__INSTRUÇÃO 1__. Reproduza na íntegra o texto sobre o presidencialismo de coalizão.

__TRECHO FORNECIDO__.
━━━━━━━━━━━━━━━━━━━━━━━━━━━━━━

Como regra, no presidencialismo de coalizão, os governantes utilizam três recursos de poder para formar sua base de apoio no Congresso: compartilhar a gestão, oferecendo participação no governo; liberar recursos do Orçamento, por emendas, por convênio ou por liberalidade; e negociar o conteúdo da política pública. Esse padrão, com pequenas variações, tem sido mantido no período democrático, de Sarney a Lula.

O governo Sarney, por exemplo, além de liberar recursos do Orçamento, ceder no conteúdo da política pública e entregar cargos aos partidos de sua base, promoveu ampla distribuição de concessões de rádio e televisão como instrumento de cooptação política para evitar o encurtamento de seu mandato.

No período Collor, apesar de o governo também ter feito uso desses recursos, seu tom imperial e desrespeitoso com o Congresso dificultou a montagem de uma base consistente de apoio. Sua falta de articulação com o Poder Legislativo desgastou a relação, levando à perda de apoio no Congresso e à sua acelerada deslegitimação, que resultou no impedimento do titular do Poder Executivo.

A gestão Itamar, quase um governo de união nacional, foi a que menos cedeu em termos de concessões fisiológicas, ainda que tenha sido muito flexível em matéria de conteúdo da política pública. Seu período de governo, apesar de ter coincidido com a CPI dos Anões do Orçamento, foi um dos mais tranqüilos na relação com o Congresso.

Na era FHC, além desses recursos, o governo valeu-se de outros para viabilizar sua agenda legislativa. Afora o convencimento, a persuasão, a concessão no conteúdo da política pública, o loteamento de cargos entre aliados, fez uso da indução para aprovação das reformas administrativa, previdenciária e da reeleição, exigindo fechamento de questão dos partidos da base.

━━━━━━━━━━━━━━━━━━━━━━━━━━━━━━

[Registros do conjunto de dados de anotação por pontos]
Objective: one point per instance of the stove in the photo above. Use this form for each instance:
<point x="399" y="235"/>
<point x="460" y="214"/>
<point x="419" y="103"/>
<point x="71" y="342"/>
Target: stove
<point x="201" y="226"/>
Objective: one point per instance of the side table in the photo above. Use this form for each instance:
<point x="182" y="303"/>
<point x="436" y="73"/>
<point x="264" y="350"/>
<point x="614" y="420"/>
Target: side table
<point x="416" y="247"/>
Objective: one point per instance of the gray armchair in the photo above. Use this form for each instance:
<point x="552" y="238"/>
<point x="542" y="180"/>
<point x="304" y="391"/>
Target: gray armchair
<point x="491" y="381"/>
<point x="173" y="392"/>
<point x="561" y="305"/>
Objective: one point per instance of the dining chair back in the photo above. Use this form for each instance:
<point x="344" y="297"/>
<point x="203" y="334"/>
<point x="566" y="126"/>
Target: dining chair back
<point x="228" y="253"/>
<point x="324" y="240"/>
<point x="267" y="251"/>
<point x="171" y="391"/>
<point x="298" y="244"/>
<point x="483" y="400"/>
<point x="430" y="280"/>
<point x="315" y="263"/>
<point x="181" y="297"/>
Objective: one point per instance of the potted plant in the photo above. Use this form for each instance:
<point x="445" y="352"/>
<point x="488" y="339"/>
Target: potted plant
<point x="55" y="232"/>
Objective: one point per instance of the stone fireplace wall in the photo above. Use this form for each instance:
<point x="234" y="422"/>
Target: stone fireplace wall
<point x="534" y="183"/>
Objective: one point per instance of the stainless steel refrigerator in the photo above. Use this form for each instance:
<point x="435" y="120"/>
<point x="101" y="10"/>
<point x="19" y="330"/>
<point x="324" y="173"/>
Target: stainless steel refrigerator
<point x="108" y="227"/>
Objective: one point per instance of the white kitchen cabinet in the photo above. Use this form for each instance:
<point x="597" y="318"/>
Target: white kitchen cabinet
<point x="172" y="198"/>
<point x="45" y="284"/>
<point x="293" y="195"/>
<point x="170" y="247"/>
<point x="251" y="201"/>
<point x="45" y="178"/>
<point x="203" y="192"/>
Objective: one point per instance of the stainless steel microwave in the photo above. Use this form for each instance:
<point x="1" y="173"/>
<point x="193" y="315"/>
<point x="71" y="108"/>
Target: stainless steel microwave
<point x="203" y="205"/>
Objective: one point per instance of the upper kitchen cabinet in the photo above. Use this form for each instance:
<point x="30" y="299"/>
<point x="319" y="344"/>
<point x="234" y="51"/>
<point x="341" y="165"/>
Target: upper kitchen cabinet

━━━━━━━━━━━━━━━━━━━━━━━━━━━━━━

__INSTRUÇÃO 2__. Comece pela linha da listagem que contém "steel microwave in" e termine na última linha da listagem. Converta essas linhas, incluindo as duas extremidades, em uma lista numerada sem linhas em branco.

__RESPOSTA CORRETA 1__.
Como regra, no presidencialismo de coalizão, os governantes utilizam três recursos de poder para formar sua base de apoio no Congresso: compartilhar a gestão, oferecendo participação no governo; liberar recursos do Orçamento, por emendas, por convênio ou por liberalidade; e negociar o conteúdo da política pública. Esse padrão, com pequenas variações, tem sido mantido no período democrático, de Sarney a Lula.

O governo Sarney, por exemplo, além de liberar recursos do Orçamento, ceder no conteúdo da política pública e entregar cargos aos partidos de sua base, promoveu ampla distribuição de concessões de rádio e televisão como instrumento de cooptação política para evitar o encurtamento de seu mandato.

No período Collor, apesar de o governo também ter feito uso desses recursos, seu tom imperial e desrespeitoso com o Congresso dificultou a montagem de uma base consistente de apoio. Sua falta de articulação com o Poder Legislativo desgastou a relação, levando à perda de apoio no Congresso e à sua acelerada deslegitimação, que resultou no impedimento do titular do Poder Executivo.

A gestão Itamar, quase um governo de união nacional, foi a que menos cedeu em termos de concessões fisiológicas, ainda que tenha sido muito flexível em matéria de conteúdo da política pública. Seu período de governo, apesar de ter coincidido com a CPI dos Anões do Orçamento, foi um dos mais tranqüilos na relação com o Congresso.

Na era FHC, além desses recursos, o governo valeu-se de outros para viabilizar sua agenda legislativa. Afora o convencimento, a persuasão, a concessão no conteúdo da política pública, o loteamento de cargos entre aliados, fez uso da indução para aprovação das reformas administrativa, previdenciária e da reeleição, exigindo fechamento de questão dos partidos da base.

__RESPOSTA CORRETA 2__.
1. Objective: one point per instance of the stainless steel microwave in the photo above. Use this form for each instance:
2. <point x="1" y="173"/>
3. <point x="193" y="315"/>
4. <point x="71" y="108"/>
5. Target: stainless steel microwave
6. <point x="203" y="205"/>
7. Objective: one point per instance of the upper kitchen cabinet in the photo above. Use this form for each instance:
8. <point x="30" y="299"/>
9. <point x="319" y="344"/>
10. <point x="234" y="51"/>
11. <point x="341" y="165"/>
12. Target: upper kitchen cabinet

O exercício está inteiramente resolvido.